### [STATED EXERCISE]
Reproduce word for word the lines of the listing below that begin at the line containing "the dark ground" and run through the line containing "column 36, row 262", with both of those lines included.

-- Start of EXCERPTED DATA --

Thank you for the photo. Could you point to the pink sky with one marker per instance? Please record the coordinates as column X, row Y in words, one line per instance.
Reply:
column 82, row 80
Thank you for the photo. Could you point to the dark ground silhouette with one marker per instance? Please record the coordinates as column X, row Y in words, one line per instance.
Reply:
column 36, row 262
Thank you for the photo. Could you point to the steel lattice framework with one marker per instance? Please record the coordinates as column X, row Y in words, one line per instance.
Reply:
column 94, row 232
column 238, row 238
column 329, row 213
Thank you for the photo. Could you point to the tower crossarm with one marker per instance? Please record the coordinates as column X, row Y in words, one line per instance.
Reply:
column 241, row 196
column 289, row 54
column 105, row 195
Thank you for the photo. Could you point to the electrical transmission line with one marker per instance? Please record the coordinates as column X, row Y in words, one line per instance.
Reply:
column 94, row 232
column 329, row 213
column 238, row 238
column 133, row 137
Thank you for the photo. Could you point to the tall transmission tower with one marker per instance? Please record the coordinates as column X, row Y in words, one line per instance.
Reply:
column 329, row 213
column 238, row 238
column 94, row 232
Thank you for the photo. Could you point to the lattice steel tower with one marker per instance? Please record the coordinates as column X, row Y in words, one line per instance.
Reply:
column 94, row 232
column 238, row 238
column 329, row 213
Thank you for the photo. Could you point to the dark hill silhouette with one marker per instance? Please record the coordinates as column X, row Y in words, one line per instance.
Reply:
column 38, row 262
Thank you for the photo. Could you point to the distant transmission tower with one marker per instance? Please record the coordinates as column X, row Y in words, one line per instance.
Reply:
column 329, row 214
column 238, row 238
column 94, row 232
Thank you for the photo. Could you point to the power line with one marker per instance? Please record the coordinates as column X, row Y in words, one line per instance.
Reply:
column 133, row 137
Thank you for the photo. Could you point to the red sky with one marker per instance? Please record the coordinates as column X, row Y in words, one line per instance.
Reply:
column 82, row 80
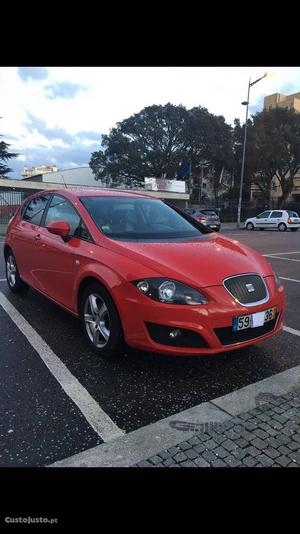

-- End of EXCERPTED DATA --

### [RESPONSE TO THIS TASK]
Thank you for the photo. Could you point to the dark ground silhouette with one marker per instance? Please record the coordinates as column X, row Y in words, one line per instance.
Reply:
column 36, row 262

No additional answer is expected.